DATA FOR THE TASK Block Start

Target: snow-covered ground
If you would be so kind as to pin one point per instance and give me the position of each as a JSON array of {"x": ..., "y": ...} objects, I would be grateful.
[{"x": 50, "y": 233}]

DATA FOR THE TASK Block End
DATA FOR THE TASK Block Start

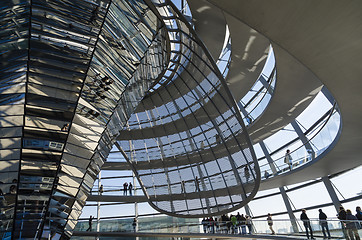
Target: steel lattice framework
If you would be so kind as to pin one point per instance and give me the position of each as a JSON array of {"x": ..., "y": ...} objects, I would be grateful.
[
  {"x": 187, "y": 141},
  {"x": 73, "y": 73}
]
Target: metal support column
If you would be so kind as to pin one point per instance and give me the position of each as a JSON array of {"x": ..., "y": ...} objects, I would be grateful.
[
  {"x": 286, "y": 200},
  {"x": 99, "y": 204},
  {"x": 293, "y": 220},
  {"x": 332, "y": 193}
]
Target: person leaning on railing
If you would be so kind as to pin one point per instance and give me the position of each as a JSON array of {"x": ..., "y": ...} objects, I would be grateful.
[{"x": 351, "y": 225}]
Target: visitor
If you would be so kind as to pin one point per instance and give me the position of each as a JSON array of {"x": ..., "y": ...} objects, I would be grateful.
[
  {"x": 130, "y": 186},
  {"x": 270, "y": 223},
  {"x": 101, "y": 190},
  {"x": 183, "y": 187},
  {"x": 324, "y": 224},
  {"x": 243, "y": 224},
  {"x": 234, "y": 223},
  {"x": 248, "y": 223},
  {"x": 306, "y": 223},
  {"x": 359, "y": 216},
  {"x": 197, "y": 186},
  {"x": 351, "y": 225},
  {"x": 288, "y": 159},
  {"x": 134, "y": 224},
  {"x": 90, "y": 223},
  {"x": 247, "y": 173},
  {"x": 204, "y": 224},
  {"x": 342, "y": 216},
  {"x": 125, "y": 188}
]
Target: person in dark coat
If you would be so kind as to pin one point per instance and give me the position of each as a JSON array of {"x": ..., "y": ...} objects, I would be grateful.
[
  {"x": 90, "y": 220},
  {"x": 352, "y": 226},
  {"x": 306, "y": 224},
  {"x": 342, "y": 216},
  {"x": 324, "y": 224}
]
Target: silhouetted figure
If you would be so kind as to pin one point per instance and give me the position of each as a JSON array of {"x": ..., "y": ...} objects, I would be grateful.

DATA FOR THE TASK Block End
DATA FOR THE TASK Block Start

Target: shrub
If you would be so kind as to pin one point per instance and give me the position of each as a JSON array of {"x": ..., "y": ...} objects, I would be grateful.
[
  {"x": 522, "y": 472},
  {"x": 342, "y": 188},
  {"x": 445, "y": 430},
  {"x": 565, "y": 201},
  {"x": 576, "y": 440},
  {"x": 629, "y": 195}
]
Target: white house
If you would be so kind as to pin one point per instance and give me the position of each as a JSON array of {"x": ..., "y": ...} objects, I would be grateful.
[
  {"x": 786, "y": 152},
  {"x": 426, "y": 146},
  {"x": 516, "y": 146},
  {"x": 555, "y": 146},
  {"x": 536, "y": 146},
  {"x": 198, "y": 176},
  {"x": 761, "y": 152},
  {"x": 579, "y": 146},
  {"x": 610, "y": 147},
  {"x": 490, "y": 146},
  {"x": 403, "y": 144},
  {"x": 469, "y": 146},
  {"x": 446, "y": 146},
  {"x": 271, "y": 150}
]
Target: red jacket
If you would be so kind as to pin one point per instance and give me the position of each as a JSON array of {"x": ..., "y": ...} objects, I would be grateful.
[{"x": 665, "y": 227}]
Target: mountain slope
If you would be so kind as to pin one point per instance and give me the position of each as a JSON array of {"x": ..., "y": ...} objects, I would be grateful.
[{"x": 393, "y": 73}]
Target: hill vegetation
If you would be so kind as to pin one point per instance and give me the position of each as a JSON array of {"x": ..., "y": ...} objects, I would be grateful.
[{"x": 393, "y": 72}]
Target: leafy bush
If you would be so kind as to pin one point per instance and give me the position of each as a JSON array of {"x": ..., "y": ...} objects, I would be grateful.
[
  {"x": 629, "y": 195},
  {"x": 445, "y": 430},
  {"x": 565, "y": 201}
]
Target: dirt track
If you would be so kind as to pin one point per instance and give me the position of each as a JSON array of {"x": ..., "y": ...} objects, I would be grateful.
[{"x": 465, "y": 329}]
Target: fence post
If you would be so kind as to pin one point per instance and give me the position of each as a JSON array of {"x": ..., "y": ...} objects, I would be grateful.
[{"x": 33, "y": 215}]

DATA FOR THE TASK Block End

**DIRECTIONS**
In the material above, find the line containing "Target: red jacket" and the line containing "Target: hill vegetation", then write out exactly those two lines and every line between them, and nothing more.

**COMPLETED EXERCISE**
Target: red jacket
If you would be so kind as to pin one point per instance and give me the position of each as a JSON array of {"x": ..., "y": ...} objects, I would be grateful.
[{"x": 665, "y": 227}]
Target: mountain slope
If you would be so kind as to pin one point per instance and give me the position of each as a JSON array of {"x": ..., "y": ...} objects, I would be grateful.
[{"x": 393, "y": 73}]
Target: hill vegetation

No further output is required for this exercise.